» Directive
In the entries below, locate the line with "[trace] cliff face", then give again that line and all lines after it, exactly, with pictures omitted.

» Exercise input

+++

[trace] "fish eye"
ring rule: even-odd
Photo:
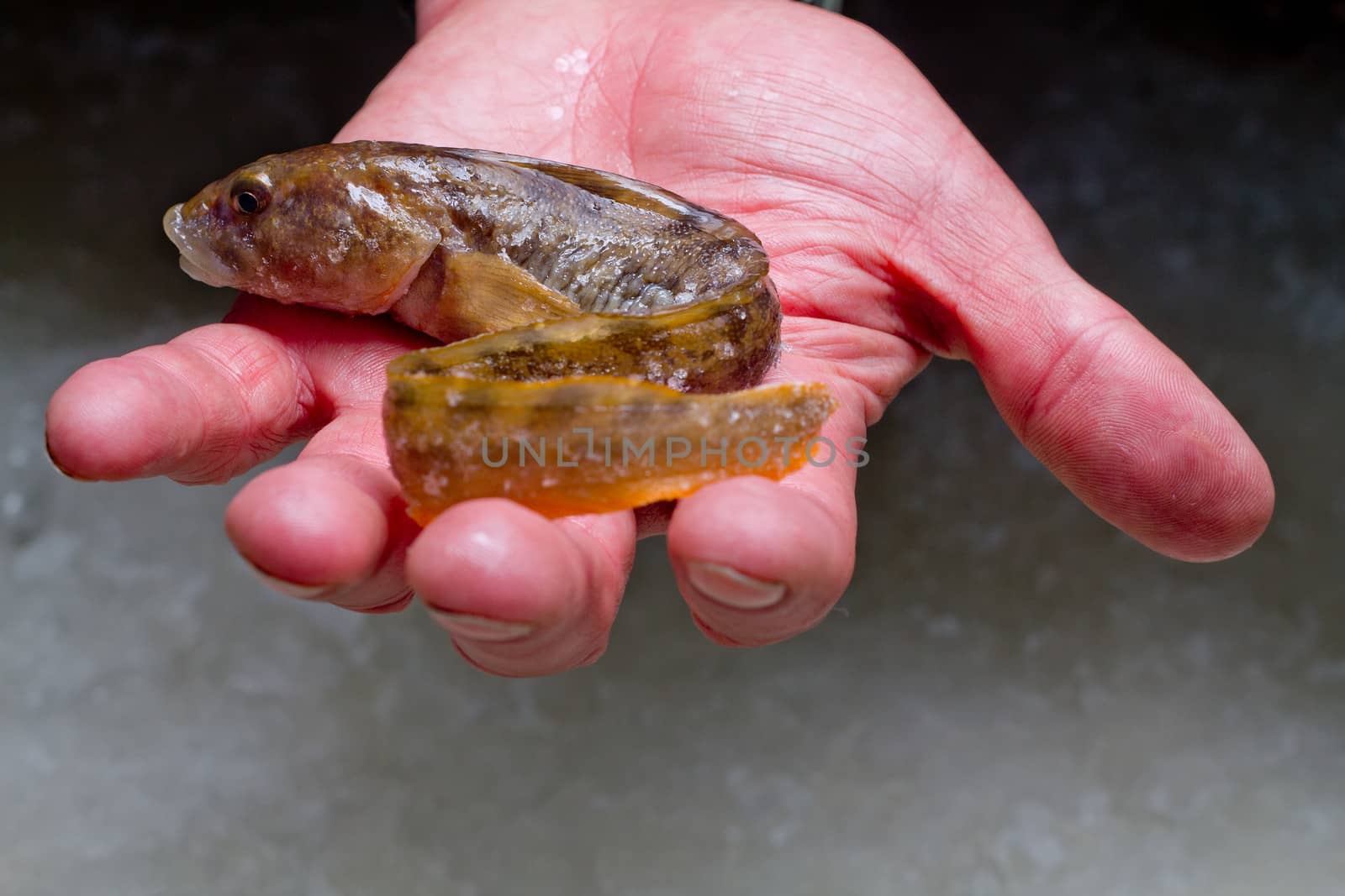
[[[270,201],[270,193],[268,193],[266,188],[260,183],[241,180],[234,184],[229,201],[233,204],[235,212],[241,215],[256,215],[266,207],[268,201]]]

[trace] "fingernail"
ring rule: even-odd
[[[86,480],[82,476],[75,476],[66,467],[56,463],[56,455],[51,453],[51,435],[46,437],[46,443],[47,443],[47,462],[51,463],[51,466],[56,470],[56,473],[66,477],[67,480],[74,480],[75,482],[94,482],[94,480]]]
[[[429,615],[449,634],[468,641],[514,641],[533,633],[531,622],[506,622],[504,619],[488,619],[471,613],[449,613],[434,607],[429,607]]]
[[[330,591],[334,586],[330,584],[300,584],[297,582],[286,582],[285,579],[277,579],[269,572],[262,572],[260,567],[253,566],[252,562],[247,567],[257,574],[257,578],[262,580],[272,591],[278,591],[280,594],[288,595],[291,598],[299,598],[301,600],[312,600],[319,594]]]
[[[689,563],[686,578],[693,588],[734,610],[765,610],[784,599],[783,582],[753,579],[721,563]]]

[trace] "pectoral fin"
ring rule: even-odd
[[[580,313],[507,258],[444,246],[393,308],[397,320],[445,343]]]

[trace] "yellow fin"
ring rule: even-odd
[[[580,313],[507,258],[443,246],[393,308],[397,320],[445,343]]]

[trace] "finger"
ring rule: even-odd
[[[408,330],[243,297],[229,322],[94,361],[52,395],[47,449],[85,480],[222,482],[377,402],[382,369],[422,344]]]
[[[56,390],[47,450],[85,480],[222,482],[303,435],[316,394],[274,336],[215,324],[94,361]]]
[[[819,348],[814,343],[833,339],[835,329],[795,322],[794,352],[780,372],[820,379],[839,402],[803,469],[780,482],[718,482],[682,498],[672,512],[672,570],[697,625],[720,643],[772,643],[816,625],[854,572],[855,473],[866,459],[868,415],[880,412],[882,402],[850,375],[834,375],[846,369],[843,355],[826,363],[810,357]],[[868,353],[863,345],[880,337],[854,329],[857,352]],[[912,357],[898,367],[909,376],[919,363],[913,348],[905,352]],[[886,388],[900,386],[893,371],[878,379]]]
[[[1103,519],[1184,560],[1244,549],[1274,508],[1251,439],[1181,359],[1065,265],[989,159],[976,167],[968,183],[950,179],[932,235],[904,262],[928,297],[928,344],[970,359],[1024,445]]]
[[[299,459],[243,486],[225,528],[284,594],[362,611],[410,602],[404,566],[418,527],[387,469],[377,410],[342,414]]]
[[[633,552],[631,513],[553,521],[488,498],[430,523],[406,575],[469,662],[542,676],[601,656]]]

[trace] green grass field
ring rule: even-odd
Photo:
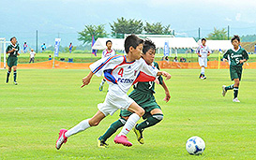
[[[98,126],[69,138],[57,151],[59,129],[93,116],[107,84],[98,92],[101,78],[94,77],[81,89],[88,70],[20,69],[19,85],[7,85],[6,70],[0,70],[0,159],[256,159],[255,70],[243,72],[241,103],[232,101],[232,91],[221,95],[221,86],[232,84],[227,69],[206,69],[205,80],[198,79],[196,69],[167,71],[173,76],[167,81],[172,99],[162,101],[163,89],[156,86],[164,120],[144,131],[145,144],[139,144],[131,131],[130,148],[114,144],[114,137],[108,149],[97,147],[97,138],[118,119],[117,111]],[[187,153],[191,136],[204,139],[203,155]]]

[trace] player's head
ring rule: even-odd
[[[143,50],[143,58],[145,60],[146,64],[150,65],[155,60],[156,53],[156,45],[150,39],[145,39]]]
[[[231,39],[231,42],[234,48],[240,45],[240,37],[237,35],[234,35]]]
[[[106,46],[107,46],[107,48],[108,48],[109,50],[111,50],[111,48],[112,48],[112,41],[111,41],[111,40],[107,40],[107,41],[106,41]]]
[[[206,39],[203,37],[203,38],[201,39],[201,42],[202,42],[202,44],[204,46],[205,43],[206,43]]]
[[[125,50],[127,54],[131,54],[133,59],[140,59],[142,57],[143,49],[143,39],[135,35],[128,36],[125,40]]]
[[[15,45],[15,44],[17,43],[17,39],[16,39],[15,36],[12,36],[12,37],[9,39],[9,41],[10,41],[13,45]]]

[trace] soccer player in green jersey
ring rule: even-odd
[[[233,102],[240,102],[237,98],[238,87],[242,78],[243,64],[248,59],[248,52],[245,49],[240,47],[240,37],[233,36],[231,39],[233,49],[228,50],[223,55],[224,61],[229,60],[230,76],[234,84],[230,86],[222,86],[222,95],[225,96],[228,90],[233,90]]]
[[[7,76],[7,83],[8,83],[8,78],[11,72],[11,68],[13,67],[13,82],[15,85],[18,84],[16,79],[17,79],[17,61],[18,57],[17,55],[20,55],[19,51],[20,47],[19,44],[17,44],[17,39],[15,36],[10,38],[10,45],[7,48],[7,54],[8,54],[8,71]]]
[[[152,65],[154,67],[158,68],[158,63],[154,62],[155,59],[155,52],[156,52],[156,45],[149,39],[146,39],[143,45],[143,58],[145,60],[146,64]],[[164,100],[168,102],[171,98],[169,90],[165,85],[162,77],[158,77],[156,81],[159,83],[164,91],[165,91],[165,98]],[[163,119],[163,113],[161,111],[160,107],[156,102],[155,96],[155,81],[148,81],[148,82],[137,82],[133,86],[134,90],[129,94],[129,97],[131,97],[138,105],[140,105],[145,110],[144,115],[143,118],[145,120],[141,124],[137,124],[136,126],[133,128],[137,139],[141,144],[144,143],[143,131],[156,124],[159,123]],[[106,143],[107,138],[109,138],[116,130],[126,124],[128,116],[130,116],[132,112],[128,110],[121,110],[120,118],[113,123],[108,130],[105,132],[103,136],[100,136],[98,139],[98,146],[100,148],[108,147]]]

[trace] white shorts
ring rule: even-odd
[[[198,63],[200,66],[207,67],[207,57],[198,57]]]
[[[128,109],[134,102],[134,100],[128,97],[121,89],[118,91],[116,88],[117,87],[115,87],[115,90],[111,90],[109,88],[104,103],[98,104],[98,110],[105,116],[109,114],[113,115],[118,109]]]

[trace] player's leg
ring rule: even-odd
[[[128,141],[126,135],[134,127],[135,124],[144,114],[144,109],[136,102],[133,102],[128,110],[133,112],[128,119],[121,132],[114,138],[115,143],[121,143],[124,146],[132,146],[132,143]]]
[[[239,80],[239,79],[233,79],[233,81],[234,81],[234,84],[233,84],[233,102],[240,102],[237,98],[240,80]]]
[[[17,65],[14,65],[13,66],[13,82],[15,85],[18,84],[16,80],[17,80]]]
[[[6,83],[8,83],[8,78],[9,78],[10,72],[11,72],[11,67],[9,67],[9,66],[8,66],[8,74],[7,74],[7,81],[6,81]]]
[[[98,147],[106,148],[108,146],[108,144],[106,143],[107,139],[113,134],[114,134],[117,131],[117,129],[125,125],[128,118],[128,117],[120,117],[117,121],[113,123],[108,128],[108,130],[98,138]]]
[[[101,80],[101,82],[100,82],[99,88],[98,88],[99,91],[102,91],[102,90],[103,90],[103,85],[104,85],[105,81],[106,81],[105,79],[102,79],[102,80]]]
[[[153,109],[150,111],[149,116],[147,116],[146,120],[142,122],[139,124],[136,124],[134,127],[134,132],[137,136],[137,139],[141,144],[144,143],[143,132],[145,128],[153,126],[159,123],[163,119],[162,110],[158,109]]]
[[[69,138],[70,136],[75,135],[79,132],[84,131],[85,129],[91,126],[98,125],[103,118],[105,118],[105,114],[98,110],[98,112],[91,119],[82,121],[71,129],[69,130],[61,129],[59,133],[59,138],[56,141],[56,146],[55,146],[56,149],[59,150],[61,148],[61,145],[63,143],[66,143],[68,140],[68,138]]]

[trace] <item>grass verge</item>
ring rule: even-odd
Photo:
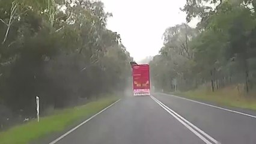
[[[32,121],[0,133],[1,144],[27,144],[54,132],[64,130],[79,119],[88,118],[117,100],[116,97],[102,98],[84,106],[55,112],[55,114]]]
[[[208,90],[197,89],[185,92],[175,92],[172,94],[192,100],[213,102],[219,106],[227,106],[256,110],[256,98],[255,97],[244,95],[231,86],[214,92]]]

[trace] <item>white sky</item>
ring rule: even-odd
[[[121,35],[122,43],[136,61],[158,53],[165,29],[186,22],[180,10],[186,0],[101,0],[109,18],[108,28]],[[194,27],[195,22],[190,25]]]

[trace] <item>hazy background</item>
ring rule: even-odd
[[[103,0],[105,11],[112,13],[107,27],[117,31],[122,42],[136,61],[158,53],[162,35],[169,26],[186,22],[180,11],[186,0]],[[189,23],[195,27],[197,20]]]

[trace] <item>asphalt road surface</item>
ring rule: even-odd
[[[228,110],[165,94],[127,97],[48,143],[256,143],[256,113]]]

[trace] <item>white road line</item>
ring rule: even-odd
[[[201,130],[200,128],[197,127],[195,125],[193,125],[192,123],[185,119],[184,118],[179,115],[178,113],[175,112],[174,110],[171,110],[170,108],[165,106],[161,101],[159,101],[157,99],[154,98],[153,96],[150,96],[152,99],[153,99],[157,103],[158,103],[163,109],[166,110],[169,114],[171,114],[172,116],[176,118],[179,122],[180,122],[182,124],[183,124],[186,127],[187,127],[189,130],[190,130],[192,132],[193,132],[196,136],[197,136],[199,138],[203,140],[206,143],[210,144],[212,142],[209,142],[207,139],[206,139],[204,136],[203,136],[201,134],[203,134],[204,136],[207,137],[209,139],[213,142],[215,143],[220,143],[215,139],[204,133],[203,131]],[[186,123],[187,124],[186,124]],[[191,127],[194,128],[198,131],[201,134],[198,133],[197,131],[194,130]]]
[[[221,110],[226,110],[226,111],[228,111],[228,112],[230,112],[236,113],[237,113],[237,114],[247,116],[249,116],[249,117],[251,117],[251,118],[256,118],[256,116],[249,115],[249,114],[247,114],[247,113],[245,113],[239,112],[237,112],[237,111],[236,111],[236,110],[230,110],[230,109],[225,109],[225,108],[223,108],[223,107],[218,107],[218,106],[213,106],[213,105],[209,104],[206,104],[206,103],[201,103],[201,102],[199,102],[199,101],[197,101],[187,99],[187,98],[186,98],[178,97],[178,96],[174,95],[169,95],[169,94],[163,94],[163,93],[160,93],[160,94],[166,95],[169,95],[169,96],[176,97],[176,98],[180,98],[180,99],[183,99],[183,100],[190,101],[192,101],[192,102],[194,102],[194,103],[199,103],[199,104],[201,104],[206,105],[206,106],[207,106],[215,107],[215,108],[221,109]]]
[[[119,99],[118,100],[116,101],[115,103],[111,104],[110,106],[108,106],[107,107],[105,108],[104,109],[103,109],[102,110],[101,110],[100,112],[98,112],[97,113],[95,114],[94,115],[93,115],[93,116],[91,116],[91,118],[87,119],[87,120],[85,120],[85,121],[84,121],[83,122],[82,122],[81,124],[79,124],[78,126],[74,127],[73,128],[72,128],[72,130],[70,130],[70,131],[67,131],[67,133],[66,133],[65,134],[64,134],[63,135],[62,135],[61,136],[59,137],[58,139],[55,139],[55,140],[52,141],[52,142],[49,143],[49,144],[55,144],[56,142],[58,142],[59,140],[63,139],[64,137],[67,136],[69,134],[71,133],[72,131],[76,130],[76,129],[78,129],[79,127],[81,127],[82,125],[84,125],[84,124],[87,123],[87,122],[88,122],[90,120],[91,120],[91,119],[93,119],[93,118],[94,118],[95,116],[96,116],[97,115],[98,115],[99,114],[101,113],[102,112],[104,112],[105,110],[108,109],[108,108],[109,108],[111,106],[113,106],[114,104],[115,104],[115,103],[117,103],[117,102],[118,102],[119,101],[120,101],[121,99]]]

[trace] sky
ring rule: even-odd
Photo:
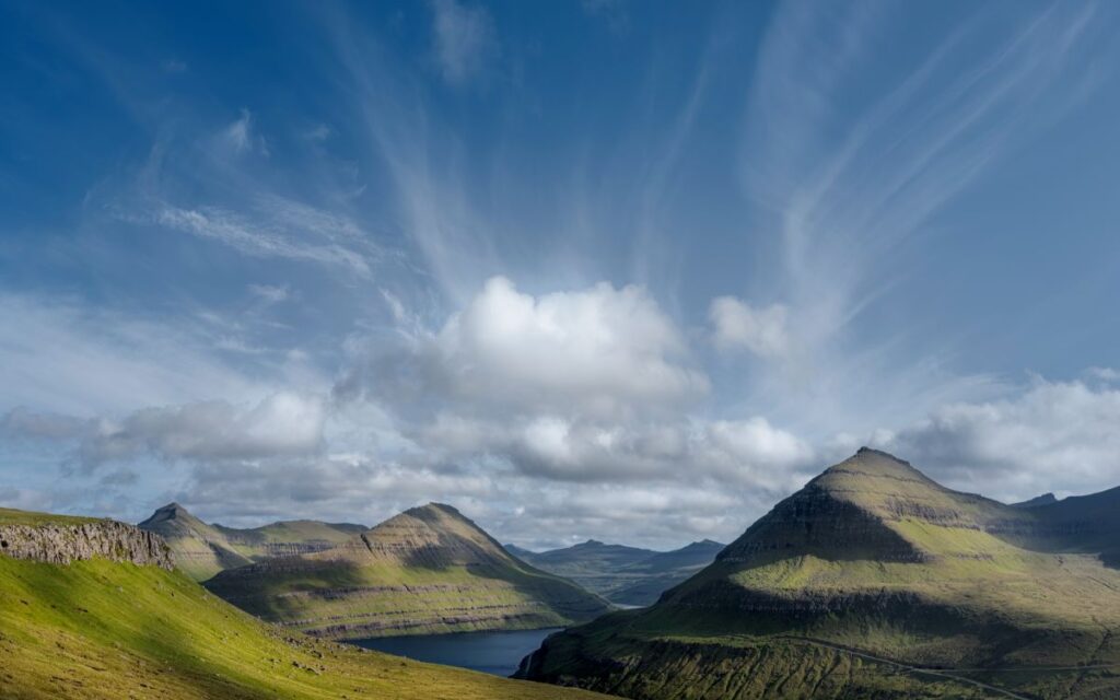
[[[0,3],[0,505],[730,541],[1120,485],[1110,2]]]

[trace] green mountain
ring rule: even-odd
[[[196,581],[254,561],[330,549],[365,530],[365,525],[311,520],[237,530],[206,524],[178,503],[157,510],[138,526],[162,536],[178,567]]]
[[[711,540],[670,552],[597,540],[539,553],[506,545],[519,559],[627,606],[651,605],[663,591],[710,564],[721,549],[722,544]]]
[[[609,609],[436,503],[334,549],[228,569],[206,587],[263,619],[334,638],[532,629]]]
[[[166,545],[131,525],[0,510],[0,541],[26,557],[0,556],[6,700],[603,698],[280,631],[170,570]]]
[[[687,580],[715,561],[724,544],[701,540],[669,552],[655,552],[622,569],[622,585],[606,597],[622,605],[653,605],[673,586]]]
[[[1012,507],[861,449],[519,675],[650,700],[1120,697],[1117,497]]]

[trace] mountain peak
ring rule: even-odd
[[[436,503],[435,501],[432,501],[431,503],[427,503],[424,505],[418,505],[414,508],[409,508],[404,511],[404,513],[407,513],[408,515],[412,515],[413,517],[421,517],[421,519],[423,516],[432,516],[432,515],[437,516],[451,515],[454,517],[464,517],[463,513],[460,513],[459,510],[456,508],[454,505],[447,505],[446,503]]]
[[[156,512],[151,514],[148,520],[140,523],[140,528],[146,525],[155,525],[157,523],[166,523],[169,521],[196,521],[197,519],[190,514],[187,508],[183,507],[175,501],[168,503],[165,506],[156,508]]]
[[[1047,493],[1020,503],[1012,503],[1011,505],[1017,508],[1036,508],[1040,505],[1049,505],[1052,503],[1057,503],[1057,496],[1052,493]]]

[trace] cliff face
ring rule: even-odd
[[[519,674],[636,700],[989,697],[967,673],[898,672],[933,666],[992,670],[996,694],[1120,698],[1116,675],[1006,673],[1120,664],[1117,513],[1120,489],[1011,507],[862,449],[653,606],[549,637]]]
[[[65,525],[0,524],[0,552],[46,563],[103,558],[175,568],[171,550],[162,538],[111,520]]]
[[[608,609],[439,504],[327,551],[222,571],[205,586],[263,619],[335,638],[559,627]]]

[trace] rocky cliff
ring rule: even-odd
[[[78,524],[0,524],[0,552],[16,559],[68,564],[103,558],[175,568],[164,539],[112,520]]]
[[[440,504],[330,550],[227,569],[205,586],[262,619],[334,638],[559,627],[608,609]]]
[[[1012,507],[861,449],[653,606],[549,637],[519,674],[635,700],[1118,698],[1118,505]]]

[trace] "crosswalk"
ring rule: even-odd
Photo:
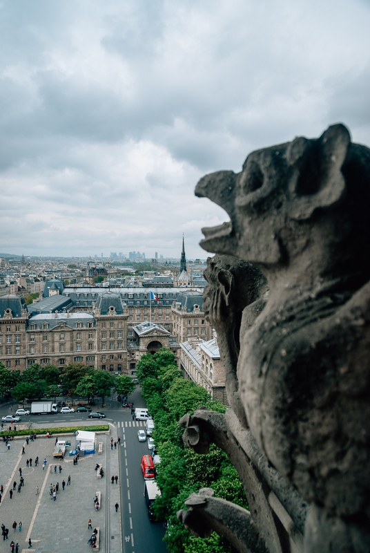
[[[127,428],[128,427],[145,427],[146,424],[142,420],[125,420],[122,422],[119,421],[117,423],[117,428]]]

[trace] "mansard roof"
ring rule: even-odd
[[[12,317],[24,317],[22,310],[25,309],[27,310],[27,306],[23,297],[19,297],[14,294],[0,297],[0,317],[3,317],[7,310],[10,310]]]
[[[114,294],[112,292],[104,292],[98,297],[97,308],[100,309],[100,314],[102,315],[109,315],[112,311],[110,308],[115,309],[117,315],[121,315],[124,312],[121,297],[119,294]]]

+++

» Reply
[trace] cliff face
ring rule: even-odd
[[[519,674],[636,700],[989,697],[967,673],[898,672],[933,666],[992,670],[996,694],[1120,698],[1116,675],[1006,673],[1120,664],[1117,513],[1120,489],[1011,507],[862,449],[653,606],[549,637]]]
[[[65,525],[0,524],[0,552],[46,563],[103,558],[175,568],[171,550],[162,538],[111,520]]]
[[[608,609],[439,504],[327,551],[222,571],[205,586],[263,619],[335,638],[559,627]]]

[trace] rocky cliff
ring rule: even-odd
[[[78,524],[0,524],[0,552],[16,559],[68,564],[103,558],[175,568],[164,539],[112,520]]]
[[[440,504],[330,550],[227,569],[205,586],[262,619],[334,638],[559,627],[608,609]]]
[[[1012,507],[861,449],[653,606],[549,637],[519,674],[635,700],[1118,698],[1118,505]]]

[trace] "crosswalk"
ring rule: even-odd
Photo:
[[[127,428],[128,427],[145,427],[146,424],[142,420],[125,420],[122,422],[119,421],[117,423],[117,428]]]

[trace] "mansard roof"
ring rule: even-odd
[[[12,317],[24,317],[22,310],[25,309],[27,310],[27,306],[23,297],[19,297],[14,294],[0,297],[0,317],[3,317],[7,310],[10,310]]]
[[[114,294],[112,292],[104,292],[98,297],[97,308],[100,309],[100,314],[102,315],[109,315],[112,311],[110,308],[115,309],[117,315],[121,315],[124,312],[121,297],[119,294]]]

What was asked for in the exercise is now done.